* [WHAT IS BEING ASKED]
Give every entry again, word for word and in full.

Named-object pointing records
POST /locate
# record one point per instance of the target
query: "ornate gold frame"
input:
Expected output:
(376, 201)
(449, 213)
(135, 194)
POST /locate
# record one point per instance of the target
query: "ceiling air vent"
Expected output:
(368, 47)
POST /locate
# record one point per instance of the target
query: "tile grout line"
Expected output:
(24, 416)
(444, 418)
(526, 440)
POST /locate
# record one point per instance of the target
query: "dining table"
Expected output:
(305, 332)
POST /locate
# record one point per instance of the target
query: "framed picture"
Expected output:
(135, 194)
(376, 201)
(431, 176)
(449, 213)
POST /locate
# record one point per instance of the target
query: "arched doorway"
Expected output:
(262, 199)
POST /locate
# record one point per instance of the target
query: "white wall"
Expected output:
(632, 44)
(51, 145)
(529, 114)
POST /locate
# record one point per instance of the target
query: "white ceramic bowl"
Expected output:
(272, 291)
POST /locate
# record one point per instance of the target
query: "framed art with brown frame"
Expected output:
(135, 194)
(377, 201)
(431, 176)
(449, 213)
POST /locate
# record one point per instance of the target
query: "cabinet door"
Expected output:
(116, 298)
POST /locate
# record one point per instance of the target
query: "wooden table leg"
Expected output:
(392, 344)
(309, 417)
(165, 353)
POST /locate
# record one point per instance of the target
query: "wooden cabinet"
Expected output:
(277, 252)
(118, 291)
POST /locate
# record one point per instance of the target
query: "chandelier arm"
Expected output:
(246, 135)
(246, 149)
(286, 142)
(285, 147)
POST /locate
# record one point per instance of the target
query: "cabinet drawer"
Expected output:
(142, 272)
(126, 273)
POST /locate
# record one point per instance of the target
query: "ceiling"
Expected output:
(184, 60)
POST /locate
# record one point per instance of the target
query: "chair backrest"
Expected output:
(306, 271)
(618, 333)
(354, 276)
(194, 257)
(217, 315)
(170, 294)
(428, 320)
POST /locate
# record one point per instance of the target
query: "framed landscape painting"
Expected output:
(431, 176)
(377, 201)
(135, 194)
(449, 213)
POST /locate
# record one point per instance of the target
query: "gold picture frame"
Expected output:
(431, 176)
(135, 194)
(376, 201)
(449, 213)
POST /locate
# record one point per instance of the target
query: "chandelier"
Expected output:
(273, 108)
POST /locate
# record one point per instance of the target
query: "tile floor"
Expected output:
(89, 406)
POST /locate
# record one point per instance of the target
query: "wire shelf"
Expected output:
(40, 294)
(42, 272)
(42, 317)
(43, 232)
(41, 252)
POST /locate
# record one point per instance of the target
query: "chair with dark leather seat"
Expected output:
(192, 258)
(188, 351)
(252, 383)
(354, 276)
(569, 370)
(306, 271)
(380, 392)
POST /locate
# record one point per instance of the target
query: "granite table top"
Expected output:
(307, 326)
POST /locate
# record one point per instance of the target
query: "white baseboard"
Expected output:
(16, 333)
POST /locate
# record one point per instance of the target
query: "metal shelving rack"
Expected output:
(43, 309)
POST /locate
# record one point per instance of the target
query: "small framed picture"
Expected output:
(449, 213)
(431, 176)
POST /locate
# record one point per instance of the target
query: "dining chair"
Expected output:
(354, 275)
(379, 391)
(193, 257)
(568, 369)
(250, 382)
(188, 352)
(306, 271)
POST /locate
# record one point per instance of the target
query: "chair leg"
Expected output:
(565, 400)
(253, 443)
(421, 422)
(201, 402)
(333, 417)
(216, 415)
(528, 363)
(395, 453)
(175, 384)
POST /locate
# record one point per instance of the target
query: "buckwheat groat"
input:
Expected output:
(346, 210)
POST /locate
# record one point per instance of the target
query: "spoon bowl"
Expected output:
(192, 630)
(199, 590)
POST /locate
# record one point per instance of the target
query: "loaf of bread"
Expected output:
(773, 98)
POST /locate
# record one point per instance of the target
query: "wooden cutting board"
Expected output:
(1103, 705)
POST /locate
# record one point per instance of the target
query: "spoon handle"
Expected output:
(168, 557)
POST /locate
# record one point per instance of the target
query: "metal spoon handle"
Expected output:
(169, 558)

* [RESPONSE]
POST /locate
# record one point per instance of the target
query: "ornate gold frame"
input:
Expected output:
(376, 201)
(449, 213)
(135, 194)
POST /locate
# record one point per instance of the target
query: "ceiling air vent"
Expected output:
(368, 47)
POST /locate
# record one point per instance of the target
query: "tile grout line"
Expected output:
(24, 416)
(444, 418)
(526, 440)
POST /locate
# record one point per instance of the target
query: "dining table"
Expected output:
(305, 332)
POST /locate
# record one point per instance of the target
query: "framed picture"
Expected output:
(135, 194)
(376, 201)
(431, 176)
(449, 213)
POST /locate
# record one point per instance of the target
query: "arched doorway"
Expected output:
(262, 199)
POST /locate
# record one point per instance of the target
query: "white wall"
Expected output:
(632, 44)
(51, 145)
(529, 114)
POST /locate
# record one point per instance of the target
query: "white ceramic bowl"
Expected output:
(272, 291)
POST /locate
# record one point per instance of the target
query: "framed art with brown frame"
Expected output:
(135, 194)
(377, 201)
(431, 176)
(449, 213)
POST /locate
# record one point per instance of the target
query: "cabinet door"
Expected output:
(116, 298)
POST /locate
# record one point per instance of the target
query: "wooden table leg"
Expected output:
(392, 344)
(309, 417)
(165, 353)
POST /locate
# record one point per instance of the target
query: "wooden cabinet"
Expected output:
(277, 252)
(118, 291)
POST /locate
# record one point per instance of the target
query: "chandelier arm"
Expected output:
(246, 135)
(246, 149)
(286, 142)
(285, 147)
POST /locate
# record one point per instance of the target
query: "cabinet drawer"
Expected output:
(142, 272)
(126, 273)
POST /locate
# record one point per instance of the target
query: "ceiling"
Expected output:
(184, 60)
POST /locate
# record one point per instance of the target
query: "chair backrest"
Expected output:
(306, 271)
(618, 333)
(354, 276)
(194, 257)
(217, 315)
(170, 294)
(428, 320)
POST /locate
# record one point per instance of the target
query: "framed landscape painting"
Expected output:
(431, 176)
(377, 201)
(135, 194)
(449, 213)
POST /locate
# record one point per instance of the target
query: "gold picture frame"
Expected output:
(431, 176)
(135, 194)
(376, 201)
(449, 213)
POST /locate
# record one point per instance of the target
query: "chandelier"
Expected output:
(273, 108)
POST /locate
# record one point per instance of the target
query: "tile floor"
Expected output:
(89, 406)
POST /locate
# record one point per instance of the target
query: "wire shelf"
Expected output:
(40, 294)
(42, 272)
(42, 317)
(43, 232)
(41, 252)
POST /locate
# record one point per instance of the target
query: "chair with dark leather seat"
Expected output:
(192, 258)
(188, 351)
(252, 383)
(354, 276)
(569, 370)
(306, 271)
(380, 392)
POST /locate
# record one point per instance of the target
query: "granite table top"
Expected output:
(307, 326)
POST /locate
# record one point per instance of the target
query: "white baseboard"
Expected output:
(16, 333)
POST /locate
# record one point per instance of the target
query: "metal shelving rack"
Expected output:
(43, 309)
POST /locate
# record one point per instance of the target
query: "small framed picture"
Expected output:
(449, 213)
(431, 176)
POST /locate
# record one point per instance of the target
query: "dining chair"
Expected output:
(354, 275)
(379, 391)
(193, 257)
(568, 369)
(250, 382)
(188, 352)
(306, 271)
POST /locate
# record one point per instance of the target
query: "chair leg"
Expected output:
(565, 400)
(253, 443)
(421, 422)
(201, 402)
(333, 417)
(216, 415)
(528, 363)
(395, 453)
(175, 384)
POST /locate
# record one point per instance of the target
query: "buckwheat groat"
input:
Expected output:
(346, 210)
POST /locate
# record one point per instance of the target
query: "spoon bowl"
Expected output:
(192, 630)
(199, 590)
POST /locate
# record one point per instance of the target
query: "loaf of bread"
Expected output:
(773, 98)
POST /locate
# record one point per instance of the target
query: "wooden cutting board"
Expected output:
(1103, 705)
POST /locate
# record one point per instance of the target
query: "spoon handle"
Expected output:
(168, 557)
POST /locate
# record one point per instance of the target
query: "metal spoon handle"
Expected output:
(169, 558)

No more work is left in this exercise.